--- EXCERPT PROVIDED ---
<<<<

Her big-screen work continued with the likes of the layered, acclaimed Jean-Luc Godard drama Contempt (1963), the humorous, visually arresting Louis Malle film Viva Maria! (1965)—in which she co-starred with fellow French beauty Jeanne Moreau—and the romantic comedy of seduction Les Femmes (1969). She also played herself in the comedy Dear Brigitte (1965), in which the tween son of a professor, played by Jimmy Stewart, gets to meet the cinematic object of his affection. Bardot’s beauty was further immortalized in the form of famous French sculpture Marianne, unveiled in 1970 and modeled after the actor.
Bardot retired in 1973 and went to live in Saint-Tropez.
Animal Activism and Controversies
Bardot turned from moviemaking to her love of animals and established the Foundation for the Protection of Distressed Animals in the mid-1970s. She founded the Brigitte Bardot Foundation for the Welfare and Protection of Animals in the mid-1980s. Her work led to the Council of Europe banning the importation of seal fur and the French government banning ivory imports.
Bardot’s status as a global beauty icon was celebrated by a number of art and fashion institutions. However, she also courted controversy for making discriminatory comments against Muslims, resulting in several fines for inciting racial hatred.
In January 2018, after Catherine Deneuve and 100 other prominent French women published an open letter that criticized the #MeToo movement, Bardot backed their sentiments in an interview with Paris Match. Noting how “lots of actresses try to play the tease with producers to get a role" before turning around and claiming harassment, she accused most of them of “being hypocritical and ridiculous.” She said she was never the victim of sexual harassment, adding, “I found it charming when men told me that I was beautiful or I had a nice little backside.”
Son and Personal Life
In the late 1950s, Bardot married actor Jacques Charrier, with whom she had son Nicolas—her only child. The couple divorced in 1962. Bardot then married German millionaire playboy Gunter Sachs in 1966, divorcing three years later.
Years later, in 1992, Bardot wed extreme right-wing political aide Bernard d’Ormale. The couple remained together until Bardot’s death in 2025.

>>>>

--- YOUR GOAL ---
According to the excerpt about Brigitte Bardot, in what year did she retire, and where did she go to live?

--- INPUT DATA ---
<<<<

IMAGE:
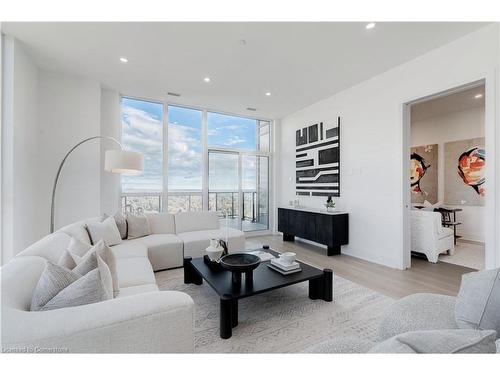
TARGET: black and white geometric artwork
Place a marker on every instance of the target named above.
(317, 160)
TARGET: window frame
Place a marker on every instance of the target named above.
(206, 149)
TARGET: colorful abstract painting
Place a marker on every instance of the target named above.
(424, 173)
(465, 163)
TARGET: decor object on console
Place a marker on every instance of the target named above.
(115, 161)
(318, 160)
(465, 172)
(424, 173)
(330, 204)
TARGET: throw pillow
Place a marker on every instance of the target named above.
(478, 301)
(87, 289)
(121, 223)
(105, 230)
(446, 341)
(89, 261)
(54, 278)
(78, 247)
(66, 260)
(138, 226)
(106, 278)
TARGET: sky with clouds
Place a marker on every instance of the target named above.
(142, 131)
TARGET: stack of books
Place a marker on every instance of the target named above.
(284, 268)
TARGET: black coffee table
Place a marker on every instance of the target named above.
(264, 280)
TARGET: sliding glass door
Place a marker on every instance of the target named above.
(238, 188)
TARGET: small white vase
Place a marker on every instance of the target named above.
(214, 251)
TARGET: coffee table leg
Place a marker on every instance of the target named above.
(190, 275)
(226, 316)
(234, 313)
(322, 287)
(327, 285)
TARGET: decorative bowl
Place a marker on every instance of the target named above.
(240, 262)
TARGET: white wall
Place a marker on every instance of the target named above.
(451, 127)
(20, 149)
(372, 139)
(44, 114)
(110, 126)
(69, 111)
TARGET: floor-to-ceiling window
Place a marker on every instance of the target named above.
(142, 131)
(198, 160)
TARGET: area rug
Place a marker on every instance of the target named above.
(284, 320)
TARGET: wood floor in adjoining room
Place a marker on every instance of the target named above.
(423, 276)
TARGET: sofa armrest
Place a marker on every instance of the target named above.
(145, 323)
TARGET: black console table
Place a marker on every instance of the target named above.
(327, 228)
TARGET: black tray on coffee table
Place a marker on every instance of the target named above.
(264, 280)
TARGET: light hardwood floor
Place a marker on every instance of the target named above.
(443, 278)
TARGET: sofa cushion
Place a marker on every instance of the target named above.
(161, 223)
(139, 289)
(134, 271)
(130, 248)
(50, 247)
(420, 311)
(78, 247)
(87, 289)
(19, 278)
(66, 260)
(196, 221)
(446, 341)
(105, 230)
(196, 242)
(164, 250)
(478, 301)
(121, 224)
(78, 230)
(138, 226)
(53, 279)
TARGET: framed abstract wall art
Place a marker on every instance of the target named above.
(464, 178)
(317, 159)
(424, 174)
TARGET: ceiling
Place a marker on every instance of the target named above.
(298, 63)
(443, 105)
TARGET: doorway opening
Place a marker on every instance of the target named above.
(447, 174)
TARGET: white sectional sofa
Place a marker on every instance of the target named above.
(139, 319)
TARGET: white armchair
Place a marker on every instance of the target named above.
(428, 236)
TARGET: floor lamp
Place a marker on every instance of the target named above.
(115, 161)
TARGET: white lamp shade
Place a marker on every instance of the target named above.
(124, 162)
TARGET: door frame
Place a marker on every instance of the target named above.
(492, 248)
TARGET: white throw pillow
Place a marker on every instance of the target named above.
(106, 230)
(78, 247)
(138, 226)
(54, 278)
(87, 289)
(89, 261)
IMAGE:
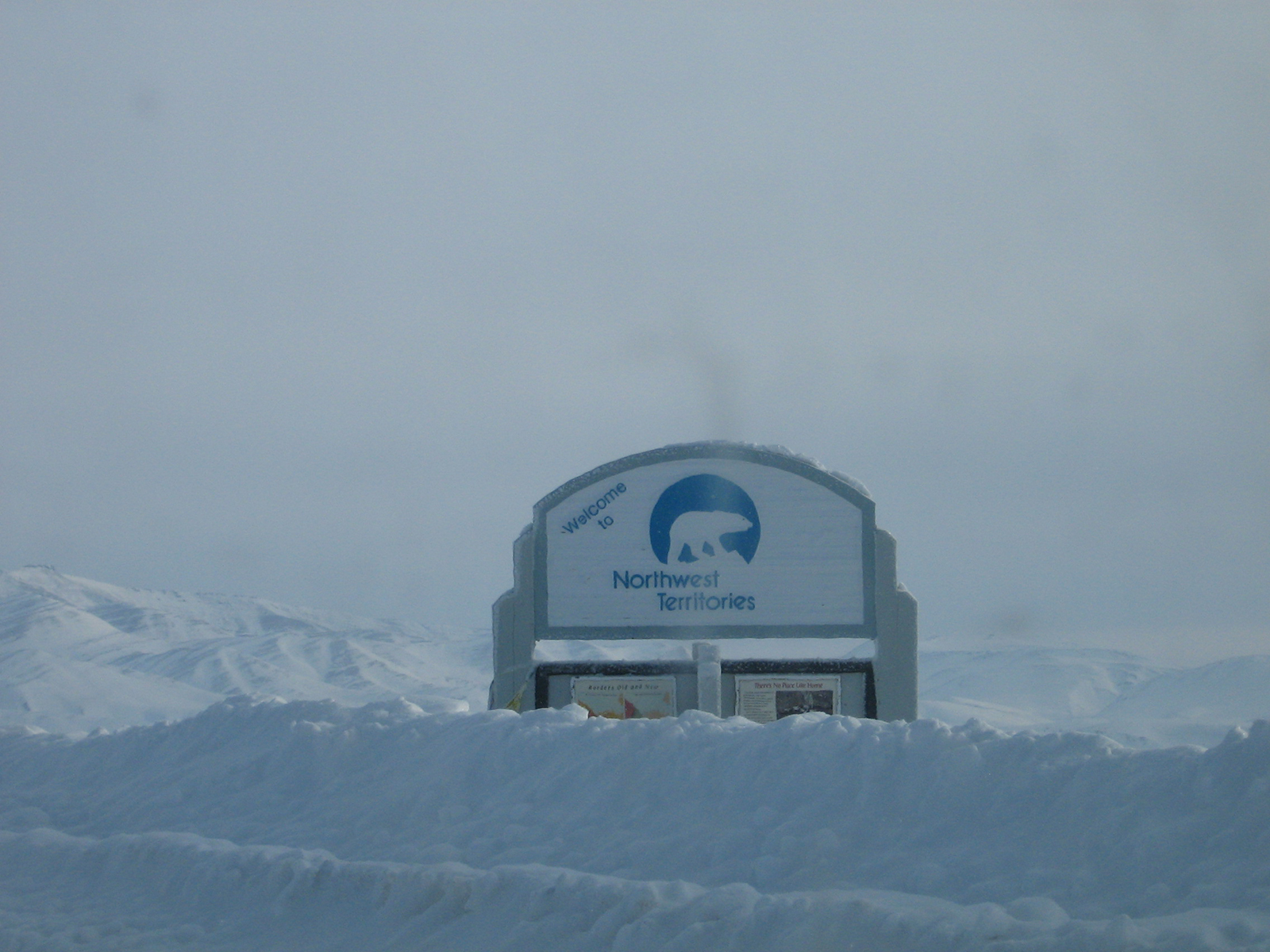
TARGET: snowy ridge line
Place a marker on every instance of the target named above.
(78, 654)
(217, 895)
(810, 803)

>>>>
<<<<

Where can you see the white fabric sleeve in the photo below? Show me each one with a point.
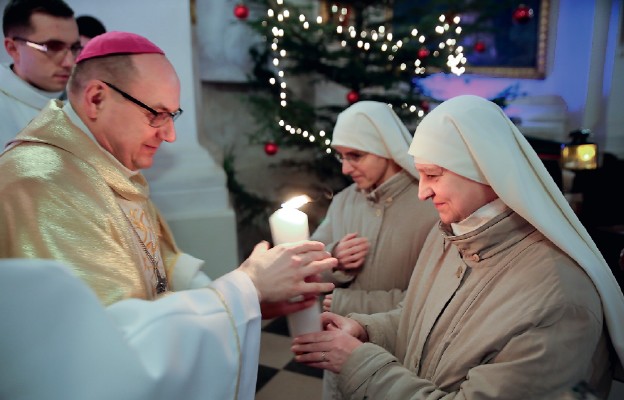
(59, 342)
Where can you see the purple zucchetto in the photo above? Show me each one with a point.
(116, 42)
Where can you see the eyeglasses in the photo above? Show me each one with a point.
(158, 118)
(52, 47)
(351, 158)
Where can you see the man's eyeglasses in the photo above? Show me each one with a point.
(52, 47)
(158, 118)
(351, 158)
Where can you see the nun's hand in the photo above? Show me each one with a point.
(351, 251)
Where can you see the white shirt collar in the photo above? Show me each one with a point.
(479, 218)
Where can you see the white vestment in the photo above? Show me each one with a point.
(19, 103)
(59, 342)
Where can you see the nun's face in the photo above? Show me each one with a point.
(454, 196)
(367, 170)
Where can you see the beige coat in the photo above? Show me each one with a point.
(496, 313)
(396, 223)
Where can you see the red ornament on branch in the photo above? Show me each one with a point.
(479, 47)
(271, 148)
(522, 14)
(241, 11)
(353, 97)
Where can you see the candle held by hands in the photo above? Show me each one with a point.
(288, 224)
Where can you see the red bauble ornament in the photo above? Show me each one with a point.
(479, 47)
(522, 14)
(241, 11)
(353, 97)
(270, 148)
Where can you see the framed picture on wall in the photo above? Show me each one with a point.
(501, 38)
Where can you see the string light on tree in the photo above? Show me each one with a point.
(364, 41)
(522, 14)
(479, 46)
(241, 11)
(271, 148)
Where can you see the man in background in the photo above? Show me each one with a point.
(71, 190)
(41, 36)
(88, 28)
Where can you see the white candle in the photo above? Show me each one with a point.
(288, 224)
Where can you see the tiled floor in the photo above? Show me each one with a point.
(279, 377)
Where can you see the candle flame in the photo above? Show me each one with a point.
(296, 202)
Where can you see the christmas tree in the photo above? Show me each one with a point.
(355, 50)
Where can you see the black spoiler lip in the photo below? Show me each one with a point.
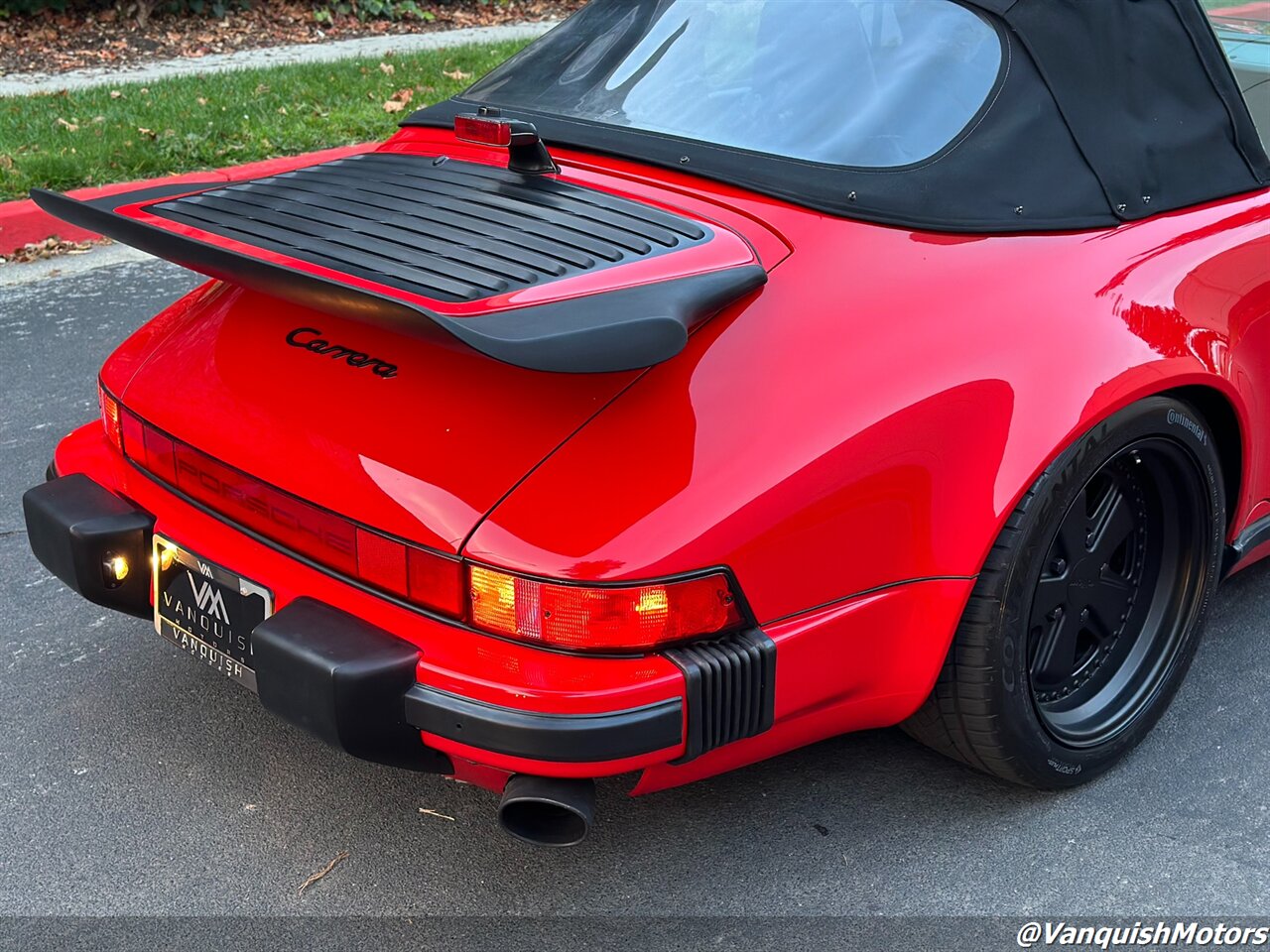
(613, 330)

>>>>
<<<<

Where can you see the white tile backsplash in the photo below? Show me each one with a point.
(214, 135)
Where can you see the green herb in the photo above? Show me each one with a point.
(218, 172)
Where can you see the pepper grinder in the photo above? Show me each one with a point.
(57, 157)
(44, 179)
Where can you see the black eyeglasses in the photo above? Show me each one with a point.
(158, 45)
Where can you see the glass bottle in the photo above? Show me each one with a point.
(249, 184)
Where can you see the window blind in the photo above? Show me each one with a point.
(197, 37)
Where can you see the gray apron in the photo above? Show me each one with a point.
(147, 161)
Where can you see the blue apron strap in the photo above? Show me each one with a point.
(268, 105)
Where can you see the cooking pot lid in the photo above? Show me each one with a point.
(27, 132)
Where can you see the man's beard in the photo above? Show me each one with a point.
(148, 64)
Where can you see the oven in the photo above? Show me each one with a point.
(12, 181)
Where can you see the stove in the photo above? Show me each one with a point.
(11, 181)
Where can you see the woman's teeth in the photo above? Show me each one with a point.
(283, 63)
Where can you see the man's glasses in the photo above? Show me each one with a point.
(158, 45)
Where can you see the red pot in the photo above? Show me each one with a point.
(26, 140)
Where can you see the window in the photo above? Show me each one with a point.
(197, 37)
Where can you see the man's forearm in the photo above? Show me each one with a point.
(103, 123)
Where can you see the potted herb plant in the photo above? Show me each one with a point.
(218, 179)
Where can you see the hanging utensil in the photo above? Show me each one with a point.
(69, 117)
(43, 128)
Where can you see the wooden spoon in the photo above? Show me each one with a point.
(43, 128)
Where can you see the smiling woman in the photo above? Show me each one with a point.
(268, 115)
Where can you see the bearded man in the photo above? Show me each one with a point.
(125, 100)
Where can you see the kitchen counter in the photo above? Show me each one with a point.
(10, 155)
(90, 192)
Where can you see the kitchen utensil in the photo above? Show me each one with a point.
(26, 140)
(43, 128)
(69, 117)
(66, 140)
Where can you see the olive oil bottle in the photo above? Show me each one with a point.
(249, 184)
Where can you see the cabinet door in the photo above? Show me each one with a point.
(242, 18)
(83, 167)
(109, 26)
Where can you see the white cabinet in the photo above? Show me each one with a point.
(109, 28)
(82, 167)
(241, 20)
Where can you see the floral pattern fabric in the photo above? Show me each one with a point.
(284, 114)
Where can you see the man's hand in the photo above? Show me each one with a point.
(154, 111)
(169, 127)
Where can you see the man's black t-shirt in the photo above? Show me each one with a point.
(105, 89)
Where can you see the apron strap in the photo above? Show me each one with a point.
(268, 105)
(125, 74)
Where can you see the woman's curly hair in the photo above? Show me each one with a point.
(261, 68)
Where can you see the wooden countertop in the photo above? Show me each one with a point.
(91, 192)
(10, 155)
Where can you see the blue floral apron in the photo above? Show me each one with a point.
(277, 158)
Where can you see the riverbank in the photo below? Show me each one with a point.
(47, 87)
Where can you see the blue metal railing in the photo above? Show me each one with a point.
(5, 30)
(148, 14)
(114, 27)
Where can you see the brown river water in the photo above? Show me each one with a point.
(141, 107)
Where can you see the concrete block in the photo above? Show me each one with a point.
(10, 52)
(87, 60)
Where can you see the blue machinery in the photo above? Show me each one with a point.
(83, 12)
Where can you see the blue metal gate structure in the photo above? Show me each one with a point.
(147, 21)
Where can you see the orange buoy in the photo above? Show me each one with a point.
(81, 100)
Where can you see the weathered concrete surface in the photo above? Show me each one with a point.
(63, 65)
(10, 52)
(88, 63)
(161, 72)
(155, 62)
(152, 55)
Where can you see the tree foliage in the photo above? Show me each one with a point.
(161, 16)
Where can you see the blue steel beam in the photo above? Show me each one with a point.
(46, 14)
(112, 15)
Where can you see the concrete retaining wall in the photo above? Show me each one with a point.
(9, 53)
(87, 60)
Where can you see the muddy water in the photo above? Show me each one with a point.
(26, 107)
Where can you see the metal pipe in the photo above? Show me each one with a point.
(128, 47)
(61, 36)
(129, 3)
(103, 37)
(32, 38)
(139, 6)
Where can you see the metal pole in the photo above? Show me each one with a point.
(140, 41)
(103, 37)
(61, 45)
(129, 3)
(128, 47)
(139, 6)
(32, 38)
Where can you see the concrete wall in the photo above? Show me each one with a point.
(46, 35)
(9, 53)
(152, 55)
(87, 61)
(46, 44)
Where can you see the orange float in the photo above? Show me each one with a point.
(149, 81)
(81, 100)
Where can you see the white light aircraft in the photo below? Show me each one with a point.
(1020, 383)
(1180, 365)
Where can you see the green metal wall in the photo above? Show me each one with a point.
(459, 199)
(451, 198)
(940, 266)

>>>>

--- ANSWER FOR THE TASK ---
She retired in 1973 and went to live in Saint-Tropez.